The task:
Report only how many lines in the material contain "string".

Information:
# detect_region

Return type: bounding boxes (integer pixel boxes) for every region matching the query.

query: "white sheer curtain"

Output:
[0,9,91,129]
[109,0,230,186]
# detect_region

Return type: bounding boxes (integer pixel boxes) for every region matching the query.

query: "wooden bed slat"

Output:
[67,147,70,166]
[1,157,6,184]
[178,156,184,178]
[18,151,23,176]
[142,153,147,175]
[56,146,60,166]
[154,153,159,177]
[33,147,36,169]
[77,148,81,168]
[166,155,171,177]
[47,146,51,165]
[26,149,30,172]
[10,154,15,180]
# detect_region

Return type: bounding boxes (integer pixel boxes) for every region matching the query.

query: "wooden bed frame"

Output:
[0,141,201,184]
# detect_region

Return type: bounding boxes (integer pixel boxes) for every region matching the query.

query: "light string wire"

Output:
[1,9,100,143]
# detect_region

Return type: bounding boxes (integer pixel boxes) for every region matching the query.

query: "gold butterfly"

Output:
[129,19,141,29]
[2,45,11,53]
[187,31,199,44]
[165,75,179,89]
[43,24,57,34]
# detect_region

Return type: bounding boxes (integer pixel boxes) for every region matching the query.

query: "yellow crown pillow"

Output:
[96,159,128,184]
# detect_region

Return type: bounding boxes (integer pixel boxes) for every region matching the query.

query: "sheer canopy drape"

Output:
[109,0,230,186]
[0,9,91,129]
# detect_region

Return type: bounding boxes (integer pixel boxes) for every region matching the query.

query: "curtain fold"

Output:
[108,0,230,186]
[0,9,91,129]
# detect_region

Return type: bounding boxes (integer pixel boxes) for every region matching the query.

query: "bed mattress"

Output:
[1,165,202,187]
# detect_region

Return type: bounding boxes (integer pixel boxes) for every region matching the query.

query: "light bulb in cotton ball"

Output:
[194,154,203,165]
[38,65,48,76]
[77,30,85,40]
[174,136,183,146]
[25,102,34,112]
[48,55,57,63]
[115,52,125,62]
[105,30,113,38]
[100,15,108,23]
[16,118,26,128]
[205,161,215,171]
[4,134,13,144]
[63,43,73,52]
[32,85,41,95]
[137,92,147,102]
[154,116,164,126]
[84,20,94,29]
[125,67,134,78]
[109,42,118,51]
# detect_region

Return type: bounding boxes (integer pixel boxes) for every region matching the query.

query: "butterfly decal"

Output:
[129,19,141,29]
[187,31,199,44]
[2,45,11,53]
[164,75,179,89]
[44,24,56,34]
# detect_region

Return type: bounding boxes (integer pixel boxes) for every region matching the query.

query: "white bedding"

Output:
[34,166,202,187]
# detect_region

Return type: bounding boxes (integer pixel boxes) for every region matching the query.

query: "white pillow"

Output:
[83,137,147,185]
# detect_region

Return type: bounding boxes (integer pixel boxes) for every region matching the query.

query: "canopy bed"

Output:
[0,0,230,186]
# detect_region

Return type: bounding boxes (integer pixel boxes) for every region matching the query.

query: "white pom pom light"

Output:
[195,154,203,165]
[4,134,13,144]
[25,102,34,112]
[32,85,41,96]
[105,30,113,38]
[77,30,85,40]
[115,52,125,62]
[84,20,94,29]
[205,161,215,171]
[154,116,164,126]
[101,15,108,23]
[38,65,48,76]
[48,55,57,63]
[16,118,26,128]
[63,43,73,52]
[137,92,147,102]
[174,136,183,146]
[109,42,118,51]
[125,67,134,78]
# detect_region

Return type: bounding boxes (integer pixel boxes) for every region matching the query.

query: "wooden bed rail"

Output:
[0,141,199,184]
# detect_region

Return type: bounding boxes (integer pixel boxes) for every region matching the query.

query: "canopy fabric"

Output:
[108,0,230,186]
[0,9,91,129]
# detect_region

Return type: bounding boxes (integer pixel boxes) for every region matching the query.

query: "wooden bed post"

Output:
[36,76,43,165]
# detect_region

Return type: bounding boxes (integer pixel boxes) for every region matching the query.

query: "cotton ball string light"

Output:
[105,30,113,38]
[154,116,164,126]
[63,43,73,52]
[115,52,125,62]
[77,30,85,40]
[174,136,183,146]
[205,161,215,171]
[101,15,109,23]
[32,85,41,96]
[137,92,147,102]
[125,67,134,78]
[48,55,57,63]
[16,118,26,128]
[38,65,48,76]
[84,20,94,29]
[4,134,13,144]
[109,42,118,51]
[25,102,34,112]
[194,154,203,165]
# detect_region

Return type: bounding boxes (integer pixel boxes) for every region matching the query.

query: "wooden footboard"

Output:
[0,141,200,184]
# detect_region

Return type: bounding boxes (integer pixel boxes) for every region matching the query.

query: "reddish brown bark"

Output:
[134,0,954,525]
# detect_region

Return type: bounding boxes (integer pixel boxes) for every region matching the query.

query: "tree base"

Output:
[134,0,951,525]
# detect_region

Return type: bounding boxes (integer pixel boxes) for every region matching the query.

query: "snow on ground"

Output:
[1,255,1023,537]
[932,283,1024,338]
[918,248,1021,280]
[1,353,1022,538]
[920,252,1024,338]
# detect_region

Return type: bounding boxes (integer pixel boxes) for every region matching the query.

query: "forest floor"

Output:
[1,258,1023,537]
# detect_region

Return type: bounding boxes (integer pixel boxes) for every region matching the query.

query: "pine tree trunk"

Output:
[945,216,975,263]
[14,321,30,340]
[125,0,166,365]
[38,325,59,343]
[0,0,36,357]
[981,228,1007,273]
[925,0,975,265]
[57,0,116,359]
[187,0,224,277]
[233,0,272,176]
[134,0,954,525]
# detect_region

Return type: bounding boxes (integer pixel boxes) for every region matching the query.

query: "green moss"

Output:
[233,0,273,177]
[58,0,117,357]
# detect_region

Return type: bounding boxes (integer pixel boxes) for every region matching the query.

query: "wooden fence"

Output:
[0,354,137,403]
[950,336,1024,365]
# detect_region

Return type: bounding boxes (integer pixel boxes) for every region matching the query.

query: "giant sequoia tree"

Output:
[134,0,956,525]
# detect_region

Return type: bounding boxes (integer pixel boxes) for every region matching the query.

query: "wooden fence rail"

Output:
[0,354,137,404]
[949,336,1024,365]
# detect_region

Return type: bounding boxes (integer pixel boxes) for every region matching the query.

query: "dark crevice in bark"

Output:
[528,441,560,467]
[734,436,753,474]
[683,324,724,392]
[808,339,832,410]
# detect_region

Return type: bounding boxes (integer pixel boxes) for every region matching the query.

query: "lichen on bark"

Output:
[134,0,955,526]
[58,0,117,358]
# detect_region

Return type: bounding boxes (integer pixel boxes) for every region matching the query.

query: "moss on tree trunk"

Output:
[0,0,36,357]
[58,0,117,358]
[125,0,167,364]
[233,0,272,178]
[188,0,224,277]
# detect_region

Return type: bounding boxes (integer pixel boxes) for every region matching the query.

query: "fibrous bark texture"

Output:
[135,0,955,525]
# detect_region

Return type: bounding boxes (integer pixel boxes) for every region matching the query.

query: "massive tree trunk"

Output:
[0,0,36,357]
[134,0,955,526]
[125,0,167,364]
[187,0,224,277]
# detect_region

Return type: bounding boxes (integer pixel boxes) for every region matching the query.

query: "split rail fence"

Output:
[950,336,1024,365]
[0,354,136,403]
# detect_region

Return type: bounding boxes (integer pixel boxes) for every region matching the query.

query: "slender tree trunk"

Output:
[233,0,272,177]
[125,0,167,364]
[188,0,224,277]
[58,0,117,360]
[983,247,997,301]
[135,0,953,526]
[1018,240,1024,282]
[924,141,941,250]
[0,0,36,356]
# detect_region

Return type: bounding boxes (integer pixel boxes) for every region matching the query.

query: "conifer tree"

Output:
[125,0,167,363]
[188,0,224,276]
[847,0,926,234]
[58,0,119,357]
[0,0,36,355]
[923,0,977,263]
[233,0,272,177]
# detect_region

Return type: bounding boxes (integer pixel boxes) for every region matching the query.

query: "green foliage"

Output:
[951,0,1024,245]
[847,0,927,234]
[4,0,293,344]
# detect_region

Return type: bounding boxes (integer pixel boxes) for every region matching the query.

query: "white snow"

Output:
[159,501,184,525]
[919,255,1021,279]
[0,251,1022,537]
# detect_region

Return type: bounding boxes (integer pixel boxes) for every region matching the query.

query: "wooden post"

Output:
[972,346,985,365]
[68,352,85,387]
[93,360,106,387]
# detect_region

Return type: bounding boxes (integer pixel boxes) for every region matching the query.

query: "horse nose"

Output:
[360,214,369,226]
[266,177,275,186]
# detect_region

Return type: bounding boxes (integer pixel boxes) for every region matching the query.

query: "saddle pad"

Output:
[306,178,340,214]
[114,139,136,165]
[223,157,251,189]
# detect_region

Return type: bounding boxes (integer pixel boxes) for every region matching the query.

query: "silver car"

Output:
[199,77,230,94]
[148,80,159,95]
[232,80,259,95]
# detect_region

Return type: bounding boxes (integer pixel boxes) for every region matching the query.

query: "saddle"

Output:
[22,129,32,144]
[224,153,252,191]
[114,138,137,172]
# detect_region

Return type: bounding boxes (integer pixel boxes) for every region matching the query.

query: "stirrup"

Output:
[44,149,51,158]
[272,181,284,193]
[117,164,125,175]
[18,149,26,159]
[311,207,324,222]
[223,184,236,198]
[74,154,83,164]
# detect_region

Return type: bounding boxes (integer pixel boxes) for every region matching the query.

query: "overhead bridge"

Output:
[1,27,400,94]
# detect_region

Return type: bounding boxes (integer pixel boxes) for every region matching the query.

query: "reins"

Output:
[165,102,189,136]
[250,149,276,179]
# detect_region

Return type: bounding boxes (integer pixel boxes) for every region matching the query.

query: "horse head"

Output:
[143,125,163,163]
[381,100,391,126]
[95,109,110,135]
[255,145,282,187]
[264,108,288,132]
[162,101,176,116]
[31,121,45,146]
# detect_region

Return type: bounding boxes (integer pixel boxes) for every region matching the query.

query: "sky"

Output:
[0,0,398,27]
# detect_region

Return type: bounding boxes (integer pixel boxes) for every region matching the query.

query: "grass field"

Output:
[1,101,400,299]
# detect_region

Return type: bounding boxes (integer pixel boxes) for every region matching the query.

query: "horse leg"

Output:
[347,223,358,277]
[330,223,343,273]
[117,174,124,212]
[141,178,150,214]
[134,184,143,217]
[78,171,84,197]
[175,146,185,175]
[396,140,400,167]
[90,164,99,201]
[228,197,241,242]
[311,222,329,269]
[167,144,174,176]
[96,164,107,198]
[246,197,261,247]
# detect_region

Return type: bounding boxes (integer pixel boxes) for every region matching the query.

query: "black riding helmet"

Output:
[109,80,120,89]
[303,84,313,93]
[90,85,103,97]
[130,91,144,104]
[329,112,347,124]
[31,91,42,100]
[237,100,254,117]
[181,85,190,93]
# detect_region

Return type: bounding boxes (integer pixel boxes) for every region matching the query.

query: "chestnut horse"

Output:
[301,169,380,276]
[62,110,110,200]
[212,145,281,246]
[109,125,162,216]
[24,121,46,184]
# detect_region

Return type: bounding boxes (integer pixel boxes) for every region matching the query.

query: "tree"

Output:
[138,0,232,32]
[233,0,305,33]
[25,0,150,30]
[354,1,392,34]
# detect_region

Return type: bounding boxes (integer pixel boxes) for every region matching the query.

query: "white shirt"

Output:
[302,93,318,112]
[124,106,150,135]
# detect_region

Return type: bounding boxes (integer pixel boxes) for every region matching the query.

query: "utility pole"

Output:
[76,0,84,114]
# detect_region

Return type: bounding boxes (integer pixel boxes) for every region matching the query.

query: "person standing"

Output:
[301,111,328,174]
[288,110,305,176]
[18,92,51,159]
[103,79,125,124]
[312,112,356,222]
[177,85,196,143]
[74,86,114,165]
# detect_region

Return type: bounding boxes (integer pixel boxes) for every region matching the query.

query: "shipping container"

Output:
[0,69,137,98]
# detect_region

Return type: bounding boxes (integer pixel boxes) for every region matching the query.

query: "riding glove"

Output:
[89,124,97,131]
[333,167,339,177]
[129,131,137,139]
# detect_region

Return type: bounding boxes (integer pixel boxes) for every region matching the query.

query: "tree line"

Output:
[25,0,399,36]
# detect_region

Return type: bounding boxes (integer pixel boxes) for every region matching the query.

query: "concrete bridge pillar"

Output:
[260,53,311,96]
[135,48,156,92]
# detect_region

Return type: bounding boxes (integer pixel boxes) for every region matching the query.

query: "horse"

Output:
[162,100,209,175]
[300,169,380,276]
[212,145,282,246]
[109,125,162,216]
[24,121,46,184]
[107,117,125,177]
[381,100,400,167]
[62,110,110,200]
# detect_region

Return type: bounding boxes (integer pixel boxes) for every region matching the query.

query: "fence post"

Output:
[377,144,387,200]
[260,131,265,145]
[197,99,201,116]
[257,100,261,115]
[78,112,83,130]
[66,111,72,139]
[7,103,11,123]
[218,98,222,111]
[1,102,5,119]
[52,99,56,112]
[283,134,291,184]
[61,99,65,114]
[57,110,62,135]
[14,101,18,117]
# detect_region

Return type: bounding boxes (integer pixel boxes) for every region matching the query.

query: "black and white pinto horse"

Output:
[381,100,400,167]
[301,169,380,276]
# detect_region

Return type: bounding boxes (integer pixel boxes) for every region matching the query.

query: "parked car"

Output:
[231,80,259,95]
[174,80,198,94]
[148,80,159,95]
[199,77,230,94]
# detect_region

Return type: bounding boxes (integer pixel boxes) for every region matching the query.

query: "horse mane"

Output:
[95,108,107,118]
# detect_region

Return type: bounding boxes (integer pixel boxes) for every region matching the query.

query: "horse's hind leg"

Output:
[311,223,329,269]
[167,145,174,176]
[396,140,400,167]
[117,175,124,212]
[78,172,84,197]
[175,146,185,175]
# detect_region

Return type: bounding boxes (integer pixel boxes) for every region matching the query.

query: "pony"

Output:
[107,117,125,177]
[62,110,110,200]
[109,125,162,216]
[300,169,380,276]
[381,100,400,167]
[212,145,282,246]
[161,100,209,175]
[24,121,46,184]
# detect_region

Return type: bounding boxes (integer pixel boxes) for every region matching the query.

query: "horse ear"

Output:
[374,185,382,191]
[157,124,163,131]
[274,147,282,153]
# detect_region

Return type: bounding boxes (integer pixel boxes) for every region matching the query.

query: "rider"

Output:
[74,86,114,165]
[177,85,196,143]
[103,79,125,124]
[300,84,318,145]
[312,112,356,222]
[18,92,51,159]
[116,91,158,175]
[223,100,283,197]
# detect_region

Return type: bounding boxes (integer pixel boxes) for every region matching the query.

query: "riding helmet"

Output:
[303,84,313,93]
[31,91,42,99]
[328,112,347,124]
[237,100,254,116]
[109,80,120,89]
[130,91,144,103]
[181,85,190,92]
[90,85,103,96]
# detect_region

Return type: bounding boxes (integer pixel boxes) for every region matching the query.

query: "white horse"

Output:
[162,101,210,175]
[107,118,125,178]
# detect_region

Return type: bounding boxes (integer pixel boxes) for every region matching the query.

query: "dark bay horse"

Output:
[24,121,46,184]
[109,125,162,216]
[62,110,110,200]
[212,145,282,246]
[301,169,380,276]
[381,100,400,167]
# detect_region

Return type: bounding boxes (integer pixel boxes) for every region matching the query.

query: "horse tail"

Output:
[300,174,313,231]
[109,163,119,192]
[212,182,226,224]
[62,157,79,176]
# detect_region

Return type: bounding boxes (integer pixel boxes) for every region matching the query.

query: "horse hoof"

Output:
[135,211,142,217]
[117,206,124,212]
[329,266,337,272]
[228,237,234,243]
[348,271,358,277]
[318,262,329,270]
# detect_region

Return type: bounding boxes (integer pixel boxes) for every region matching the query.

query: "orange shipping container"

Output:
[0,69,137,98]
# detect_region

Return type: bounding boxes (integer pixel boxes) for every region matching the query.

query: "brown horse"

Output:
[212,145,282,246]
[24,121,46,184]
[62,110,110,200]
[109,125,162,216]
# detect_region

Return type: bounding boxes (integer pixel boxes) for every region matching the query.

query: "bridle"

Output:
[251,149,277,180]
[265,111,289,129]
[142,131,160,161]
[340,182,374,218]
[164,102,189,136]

Solution:
2